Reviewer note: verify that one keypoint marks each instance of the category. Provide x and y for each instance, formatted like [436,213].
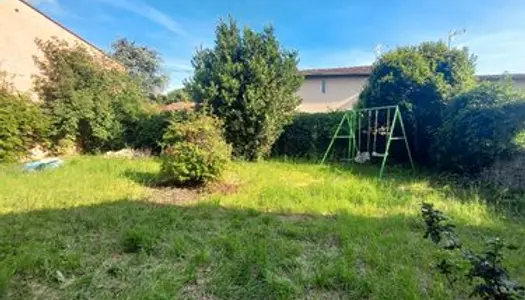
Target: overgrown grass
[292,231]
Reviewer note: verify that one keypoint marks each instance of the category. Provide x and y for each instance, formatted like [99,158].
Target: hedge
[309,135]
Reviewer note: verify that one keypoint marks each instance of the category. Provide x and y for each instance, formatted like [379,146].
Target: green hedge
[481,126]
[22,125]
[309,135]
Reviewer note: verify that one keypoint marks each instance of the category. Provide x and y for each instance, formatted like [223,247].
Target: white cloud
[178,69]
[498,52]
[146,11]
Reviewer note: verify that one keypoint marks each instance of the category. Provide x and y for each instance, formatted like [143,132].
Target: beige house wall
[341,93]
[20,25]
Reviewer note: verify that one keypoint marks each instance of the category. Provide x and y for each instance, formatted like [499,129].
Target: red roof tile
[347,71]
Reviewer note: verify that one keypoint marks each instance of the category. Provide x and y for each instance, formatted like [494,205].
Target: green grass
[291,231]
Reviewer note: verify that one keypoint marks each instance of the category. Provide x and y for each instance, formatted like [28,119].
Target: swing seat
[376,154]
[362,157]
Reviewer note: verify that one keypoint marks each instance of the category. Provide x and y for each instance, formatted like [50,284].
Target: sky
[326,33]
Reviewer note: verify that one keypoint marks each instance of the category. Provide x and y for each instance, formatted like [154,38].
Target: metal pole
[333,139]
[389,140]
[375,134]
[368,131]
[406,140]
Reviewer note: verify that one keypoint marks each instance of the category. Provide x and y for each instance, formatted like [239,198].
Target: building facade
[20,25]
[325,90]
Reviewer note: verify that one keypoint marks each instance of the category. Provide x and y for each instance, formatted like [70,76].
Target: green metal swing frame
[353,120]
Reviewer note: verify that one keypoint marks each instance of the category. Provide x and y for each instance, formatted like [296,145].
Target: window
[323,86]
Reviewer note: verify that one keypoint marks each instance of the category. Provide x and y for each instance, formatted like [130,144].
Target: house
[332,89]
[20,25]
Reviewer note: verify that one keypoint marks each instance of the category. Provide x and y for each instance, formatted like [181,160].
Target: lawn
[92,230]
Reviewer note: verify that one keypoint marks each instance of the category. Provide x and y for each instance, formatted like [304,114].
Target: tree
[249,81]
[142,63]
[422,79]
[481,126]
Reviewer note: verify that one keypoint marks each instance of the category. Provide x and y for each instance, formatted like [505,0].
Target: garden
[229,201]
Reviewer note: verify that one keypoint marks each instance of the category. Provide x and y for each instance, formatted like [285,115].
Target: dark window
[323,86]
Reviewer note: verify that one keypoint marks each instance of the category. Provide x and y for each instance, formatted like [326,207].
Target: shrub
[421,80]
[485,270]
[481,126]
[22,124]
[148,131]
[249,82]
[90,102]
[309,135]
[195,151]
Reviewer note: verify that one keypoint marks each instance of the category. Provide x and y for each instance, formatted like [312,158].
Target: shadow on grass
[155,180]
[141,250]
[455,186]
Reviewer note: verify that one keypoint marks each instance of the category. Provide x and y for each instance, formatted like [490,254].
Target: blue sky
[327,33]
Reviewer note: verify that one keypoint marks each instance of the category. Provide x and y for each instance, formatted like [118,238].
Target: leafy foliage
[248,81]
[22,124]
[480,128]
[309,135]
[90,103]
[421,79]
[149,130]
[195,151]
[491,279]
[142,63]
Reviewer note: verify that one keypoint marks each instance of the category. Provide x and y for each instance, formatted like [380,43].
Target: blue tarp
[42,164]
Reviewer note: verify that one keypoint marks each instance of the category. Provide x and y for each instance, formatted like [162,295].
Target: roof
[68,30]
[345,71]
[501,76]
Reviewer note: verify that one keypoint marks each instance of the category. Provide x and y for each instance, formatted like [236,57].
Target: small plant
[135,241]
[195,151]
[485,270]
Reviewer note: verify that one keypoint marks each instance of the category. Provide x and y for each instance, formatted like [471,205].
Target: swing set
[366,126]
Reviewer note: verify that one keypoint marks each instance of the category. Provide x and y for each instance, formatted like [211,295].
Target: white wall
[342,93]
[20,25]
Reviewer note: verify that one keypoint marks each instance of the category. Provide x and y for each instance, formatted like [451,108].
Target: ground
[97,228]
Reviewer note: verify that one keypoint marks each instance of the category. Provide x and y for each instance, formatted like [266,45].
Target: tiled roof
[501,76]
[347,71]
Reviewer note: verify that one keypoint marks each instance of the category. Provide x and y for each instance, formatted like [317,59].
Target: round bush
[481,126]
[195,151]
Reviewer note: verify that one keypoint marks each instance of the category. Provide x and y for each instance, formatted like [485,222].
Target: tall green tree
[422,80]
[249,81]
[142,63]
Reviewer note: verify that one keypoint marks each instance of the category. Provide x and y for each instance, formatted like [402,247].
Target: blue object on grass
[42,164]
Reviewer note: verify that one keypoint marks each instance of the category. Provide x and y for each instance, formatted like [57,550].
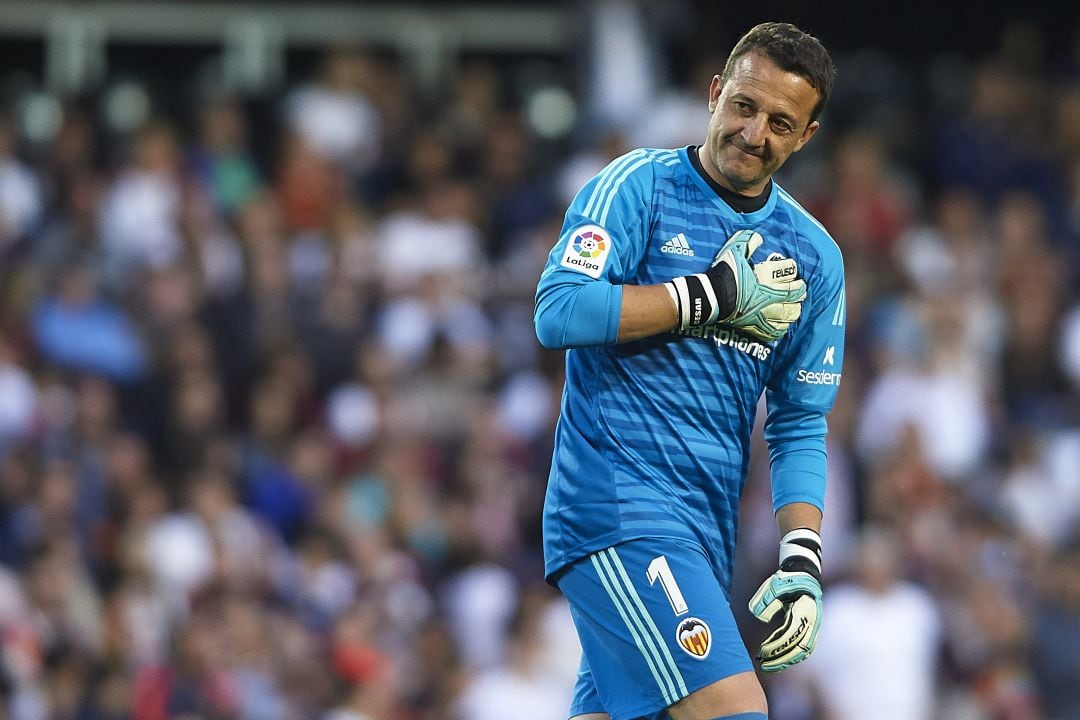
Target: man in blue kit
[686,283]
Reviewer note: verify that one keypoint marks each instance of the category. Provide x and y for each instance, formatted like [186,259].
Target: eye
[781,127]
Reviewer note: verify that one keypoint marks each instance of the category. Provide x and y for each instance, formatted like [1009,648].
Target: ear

==

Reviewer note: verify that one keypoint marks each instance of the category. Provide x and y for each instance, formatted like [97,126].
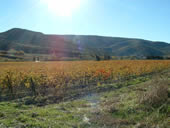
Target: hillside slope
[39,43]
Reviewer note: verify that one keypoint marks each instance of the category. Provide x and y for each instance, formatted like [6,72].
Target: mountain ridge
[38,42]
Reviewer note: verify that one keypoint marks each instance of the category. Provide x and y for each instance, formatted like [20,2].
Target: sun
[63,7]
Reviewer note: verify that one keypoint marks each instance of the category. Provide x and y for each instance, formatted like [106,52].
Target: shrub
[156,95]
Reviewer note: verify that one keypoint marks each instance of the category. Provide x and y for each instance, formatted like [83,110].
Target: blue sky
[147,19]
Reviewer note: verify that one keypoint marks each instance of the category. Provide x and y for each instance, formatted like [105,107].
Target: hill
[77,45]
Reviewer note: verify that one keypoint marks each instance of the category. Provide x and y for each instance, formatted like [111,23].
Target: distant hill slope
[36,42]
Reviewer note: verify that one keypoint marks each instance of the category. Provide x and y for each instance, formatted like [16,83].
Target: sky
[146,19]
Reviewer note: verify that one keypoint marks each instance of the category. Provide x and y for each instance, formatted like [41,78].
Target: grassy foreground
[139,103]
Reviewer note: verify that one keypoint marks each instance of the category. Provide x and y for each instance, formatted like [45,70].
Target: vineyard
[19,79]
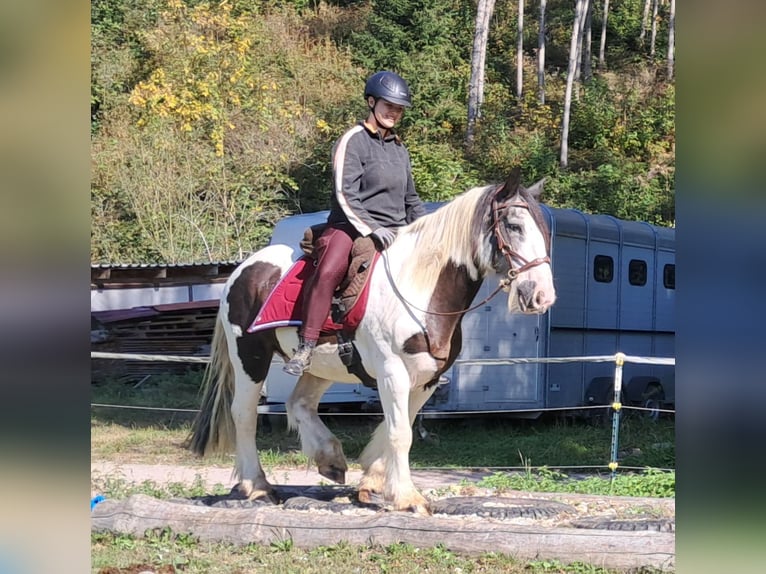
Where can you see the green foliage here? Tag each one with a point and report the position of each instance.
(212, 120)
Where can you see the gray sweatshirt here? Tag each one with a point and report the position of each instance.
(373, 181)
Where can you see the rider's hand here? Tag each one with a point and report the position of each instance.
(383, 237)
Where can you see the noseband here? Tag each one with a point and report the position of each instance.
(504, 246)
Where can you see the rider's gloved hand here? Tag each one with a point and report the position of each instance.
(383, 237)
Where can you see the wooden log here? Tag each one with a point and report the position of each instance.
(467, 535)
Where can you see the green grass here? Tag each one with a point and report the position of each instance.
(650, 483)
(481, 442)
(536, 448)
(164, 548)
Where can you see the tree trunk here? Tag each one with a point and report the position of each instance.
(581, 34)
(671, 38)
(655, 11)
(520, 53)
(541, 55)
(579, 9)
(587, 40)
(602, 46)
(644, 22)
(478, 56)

**What is being asked**
Leaving every picture aside, reproduce exactly the lines above from the one with "formatted like [317,59]." up to and including the one with "Target: ear", and no others.

**Answer to this exercise**
Reviewer note: verify that one keypoint marks each instance of the category. Provide x and y for each instance, formatted like [317,59].
Target: round bush
[481,126]
[195,151]
Reviewer note: verify that one keypoint marks each instance of the category. Provide x and y for each instance, formatted like [485,222].
Target: tall green tree
[422,80]
[249,81]
[142,63]
Reviewer note: verify that one keypoint marks each instance of the category. Provide x and y for each instance, formatted like [402,247].
Target: blue object on grass
[42,164]
Reviewer note: verify that one keypoint marks each instance of the category. Provide x and y for each instance, formatted like [57,550].
Target: man in blue kit
[686,283]
Reviewer note: verify that one keypoint marks each instance of the category. Provide x and y for each instance, formatted like [186,259].
Target: eye
[781,127]
Reviewer note: verify that one keypoint marks each instance of the category. Provide x and y for each instance, formatted like [1009,648].
Target: ear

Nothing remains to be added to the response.